» **Activity**
List every line in the material below that contains the string "mask".

Data entries:
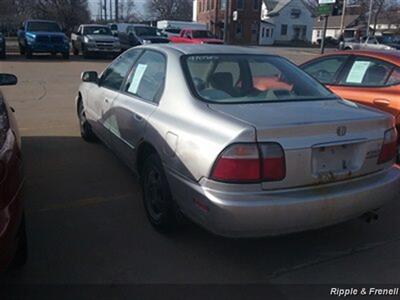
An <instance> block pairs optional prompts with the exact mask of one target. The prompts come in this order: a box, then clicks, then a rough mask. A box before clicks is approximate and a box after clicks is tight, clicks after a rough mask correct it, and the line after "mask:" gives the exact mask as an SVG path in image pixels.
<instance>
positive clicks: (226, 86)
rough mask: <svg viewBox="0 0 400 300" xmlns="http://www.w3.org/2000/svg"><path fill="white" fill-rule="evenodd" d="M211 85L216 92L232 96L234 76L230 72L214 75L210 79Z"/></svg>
mask: <svg viewBox="0 0 400 300" xmlns="http://www.w3.org/2000/svg"><path fill="white" fill-rule="evenodd" d="M209 81H210V84H211V86H212V87H213V88H214V89H216V90H221V91H224V92H227V93H228V94H231V92H232V90H233V75H232V73H228V72H218V73H214V74H212V75H211V77H210V80H209Z"/></svg>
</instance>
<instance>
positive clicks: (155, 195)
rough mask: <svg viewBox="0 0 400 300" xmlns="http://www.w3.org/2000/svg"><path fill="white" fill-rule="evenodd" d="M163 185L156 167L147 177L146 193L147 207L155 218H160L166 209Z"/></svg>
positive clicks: (153, 217)
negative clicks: (162, 192) (157, 171)
mask: <svg viewBox="0 0 400 300" xmlns="http://www.w3.org/2000/svg"><path fill="white" fill-rule="evenodd" d="M161 187H162V185H161V177H160V174H159V173H158V172H157V171H156V170H154V169H153V170H151V171H150V172H149V173H148V175H147V178H146V184H145V193H146V204H147V208H148V210H149V213H150V215H151V217H152V218H153V219H155V220H159V219H160V217H161V215H162V214H163V212H164V210H165V205H164V199H163V195H162V188H161Z"/></svg>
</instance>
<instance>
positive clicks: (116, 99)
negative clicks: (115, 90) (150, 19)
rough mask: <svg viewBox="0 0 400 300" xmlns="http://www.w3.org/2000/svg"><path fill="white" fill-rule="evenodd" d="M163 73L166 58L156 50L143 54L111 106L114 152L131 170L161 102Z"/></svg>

» **Written reply**
An <instance> block pairs optional prompts with the exact mask of one target. The prompts come in this order: a box, then clicks, then a rough mask. A box before clicks is approximate and a box after clicks is tight, clicks after a rough mask correct it, and the line after "mask:" gives the exact mask as an SVG path in image pixels.
rough mask: <svg viewBox="0 0 400 300" xmlns="http://www.w3.org/2000/svg"><path fill="white" fill-rule="evenodd" d="M211 85L216 92L232 96L234 76L230 72L214 75L210 79Z"/></svg>
mask: <svg viewBox="0 0 400 300" xmlns="http://www.w3.org/2000/svg"><path fill="white" fill-rule="evenodd" d="M209 81H210V84H211V86H212V87H213V88H214V89H216V90H221V91H224V92H227V93H228V94H231V92H232V90H233V75H232V73H228V72H218V73H214V74H212V75H211V77H210V80H209Z"/></svg>
rough mask: <svg viewBox="0 0 400 300" xmlns="http://www.w3.org/2000/svg"><path fill="white" fill-rule="evenodd" d="M163 185L156 167L147 177L146 193L147 207L155 218H160L166 209Z"/></svg>
mask: <svg viewBox="0 0 400 300" xmlns="http://www.w3.org/2000/svg"><path fill="white" fill-rule="evenodd" d="M161 187H162V185H161V177H160V174H159V173H158V172H157V171H156V170H154V169H153V170H151V171H150V172H149V173H148V175H147V178H146V184H145V193H146V204H147V208H148V210H149V213H150V215H151V217H152V218H153V219H155V220H159V219H160V217H161V215H162V214H163V212H164V210H165V205H164V199H163V195H162V188H161Z"/></svg>
rough mask: <svg viewBox="0 0 400 300" xmlns="http://www.w3.org/2000/svg"><path fill="white" fill-rule="evenodd" d="M163 73L166 58L156 50L143 54L111 106L114 152L131 170L161 102Z"/></svg>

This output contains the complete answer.